- **Excerpt provided**
# 10mm G20 or Big Revolver



## teethdoc (Dec 1, 2011)

Does it boil down to personal preference?


----------



## Wiskey_33 (Dec 1, 2011)

I carry a 5.5" Super Blackhawk as woods backup sometimes, though I wouldn't mind having another 10mm of some sort.


----------



## Randy (Dec 1, 2011)

To hunt with?  That big revolver is more versatile.


----------



## ejs1980 (Dec 1, 2011)

A recolver is more versatile as Randy said. I have killed a deer with my g20. The shot was about 45 yards and shot him in the neck. It was a small island deer and the bullet only penetrated about six inches before stopping under the offside skin, breaking the skin but not exiting. It did center a vertebrae. I don't think it would have a problem passing through on a broadside heart/lung shot because the chest cavity lacks the density of the neck. My g20 really is a 30 yard gun and I wouldn't have taken the shot had I known it was that much more than 30. I wouldn't consider the g20 as a good choice for a primary weapon for handgun hunting unless you are setting up like you would bowhunting or still hunting in the thick stuff. My g20 has replaced my 629 as a woods walk gun and I wouldn't hesitate to shoot any size deer with it. It will also be my pig stalking gun after I get an aftermarket barrel and get some 200 grain cast bullets loaded for it. One thing about it is it is alot more fun to practice with than the 629 at least for me. I set up some swinging steel plates 3 and 6 inches from 15-50 yards and blast away.


----------



## frankwright (Dec 1, 2011)

ejs1980, what ammo were you using,and  factory or handloads.

I have been carrying a G29 as a backup/CCW this season. I have some pretty warm handloaded XTP 180s I want to try if a deer will give me a close shot.

About 35 yards is about as good as I can do with open sights to be sure of a good hit.
I know that most of the commercially available ammo for the 10mm is pretty mild with the exception of DT,Buffalo and a few other small ammo makers.

I do agree a big revolver is more versatile but I like the dual usage of the little? G29. You do have to hunt like you are bowhunting, I wear a mask,gloves and pick stands where the shots should be close, the deer have refused to cooperate but it will blow up an armadillo.


----------



## ejs1980 (Dec 1, 2011)

I was using a handload of 180xtp over 800x. I haven't tried the double tap or buffalo bore but can say that before I could get close to the double tap velocities accuracy went south. The load I'm shooting now is a 180 xtp just over 1200 fps. For me I can hit a 3 inch plate at 30 yards pretty much 100 percent of the time. At 50 yards I'm 50/50 with some of the misses being real close but a few are far enough off to miss the vitals. I plan to change the sights to the truglo fiber optic with tritium to see how I like them. I also plan to swap to a 3.5lb disconnect.

- **Stated problem**
In the forum thread, from about how far away did ejs1980 shoot the deer with the G20? Rely solely on the forum thread above.

- **Dataset rows**
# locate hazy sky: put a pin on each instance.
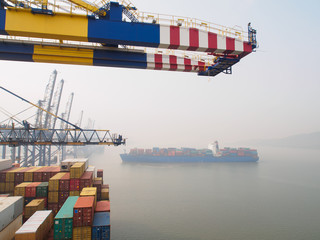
(274, 92)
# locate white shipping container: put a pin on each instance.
(5, 164)
(9, 232)
(67, 163)
(37, 226)
(10, 209)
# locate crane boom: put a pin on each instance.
(25, 100)
(95, 38)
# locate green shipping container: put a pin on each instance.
(63, 221)
(42, 189)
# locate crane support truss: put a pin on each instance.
(68, 137)
(106, 29)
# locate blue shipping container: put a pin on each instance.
(101, 226)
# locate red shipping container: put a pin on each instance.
(74, 184)
(45, 201)
(100, 173)
(37, 175)
(64, 183)
(83, 212)
(19, 176)
(54, 170)
(63, 197)
(86, 180)
(3, 174)
(54, 207)
(103, 206)
(98, 185)
(31, 189)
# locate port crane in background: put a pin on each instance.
(41, 139)
(116, 34)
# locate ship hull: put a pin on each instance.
(177, 159)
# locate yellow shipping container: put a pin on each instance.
(82, 233)
(9, 187)
(89, 191)
(54, 181)
(53, 197)
(20, 189)
(28, 175)
(77, 170)
(10, 175)
(2, 187)
(33, 206)
(105, 194)
(74, 193)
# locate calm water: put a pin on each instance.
(276, 198)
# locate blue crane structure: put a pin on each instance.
(116, 34)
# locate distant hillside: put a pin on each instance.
(310, 140)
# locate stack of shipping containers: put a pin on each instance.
(72, 195)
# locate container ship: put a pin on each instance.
(211, 154)
(68, 201)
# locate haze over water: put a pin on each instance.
(276, 198)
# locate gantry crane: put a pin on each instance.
(41, 137)
(116, 34)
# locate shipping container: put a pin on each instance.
(103, 206)
(105, 194)
(54, 181)
(32, 207)
(27, 200)
(101, 226)
(83, 212)
(64, 182)
(53, 197)
(2, 187)
(74, 193)
(74, 184)
(67, 163)
(54, 207)
(86, 180)
(42, 189)
(45, 201)
(31, 189)
(77, 170)
(10, 209)
(36, 227)
(54, 170)
(9, 187)
(63, 196)
(3, 174)
(63, 222)
(37, 175)
(82, 233)
(5, 164)
(89, 191)
(19, 175)
(28, 175)
(10, 175)
(20, 190)
(8, 232)
(100, 173)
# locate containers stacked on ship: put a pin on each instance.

- **Final answer**
About 45 yards.